(Entries drawn from a collection)
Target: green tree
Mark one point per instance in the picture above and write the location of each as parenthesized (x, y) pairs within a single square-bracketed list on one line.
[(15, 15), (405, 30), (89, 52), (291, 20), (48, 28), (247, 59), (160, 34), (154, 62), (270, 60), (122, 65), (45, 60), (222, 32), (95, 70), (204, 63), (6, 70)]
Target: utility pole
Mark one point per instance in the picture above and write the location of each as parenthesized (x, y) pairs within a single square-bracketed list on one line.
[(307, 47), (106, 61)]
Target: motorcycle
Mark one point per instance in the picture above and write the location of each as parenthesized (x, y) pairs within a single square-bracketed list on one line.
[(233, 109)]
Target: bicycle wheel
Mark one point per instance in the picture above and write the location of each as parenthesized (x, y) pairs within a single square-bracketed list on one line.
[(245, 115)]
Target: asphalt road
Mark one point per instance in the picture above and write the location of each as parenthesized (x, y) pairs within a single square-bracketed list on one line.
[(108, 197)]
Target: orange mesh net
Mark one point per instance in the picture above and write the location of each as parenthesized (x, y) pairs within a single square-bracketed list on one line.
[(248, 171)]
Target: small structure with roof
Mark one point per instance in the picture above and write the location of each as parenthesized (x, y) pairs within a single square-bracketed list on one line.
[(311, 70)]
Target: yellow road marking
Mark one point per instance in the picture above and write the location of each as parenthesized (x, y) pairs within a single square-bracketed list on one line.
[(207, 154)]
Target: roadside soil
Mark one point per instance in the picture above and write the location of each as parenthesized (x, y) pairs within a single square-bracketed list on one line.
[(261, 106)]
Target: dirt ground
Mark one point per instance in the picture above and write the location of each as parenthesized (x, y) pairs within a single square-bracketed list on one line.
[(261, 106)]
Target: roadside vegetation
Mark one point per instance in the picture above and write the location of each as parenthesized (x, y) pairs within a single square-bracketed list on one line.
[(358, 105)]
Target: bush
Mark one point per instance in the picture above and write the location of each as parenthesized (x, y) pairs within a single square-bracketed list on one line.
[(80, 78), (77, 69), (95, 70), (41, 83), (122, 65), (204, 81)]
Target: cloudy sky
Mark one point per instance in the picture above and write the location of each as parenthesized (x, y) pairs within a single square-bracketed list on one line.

> [Written task] Reproduce everything from the start of the records down to the line containing "[(233, 109)]", both ends and the requests included. Multiply every coordinate in the answers by 2.1 and round each to a whole number, with halves rounded up.

> [Answer below]
Target: green tree
Mark one point per instance in the picture above and write the location of each as parenthesized (x, y) pairs within a single square-bracketed list on one line.
[(32, 32), (851, 63), (187, 109), (611, 42), (101, 59), (519, 124), (336, 71), (323, 130), (567, 126), (256, 137), (95, 126), (466, 67), (200, 147), (428, 132), (13, 147)]
Target: utility pole
Mark one point per instance in the picture above and write the location of each as parenthesized (x, y) pairs within a single square-bracketed list on one line.
[(645, 99), (223, 128)]
Target: motorcycle
Mark one point per instance in the picture above and write the location of each as parenthesized (x, y) pairs within a single square-bracketed list on one line.
[(489, 229)]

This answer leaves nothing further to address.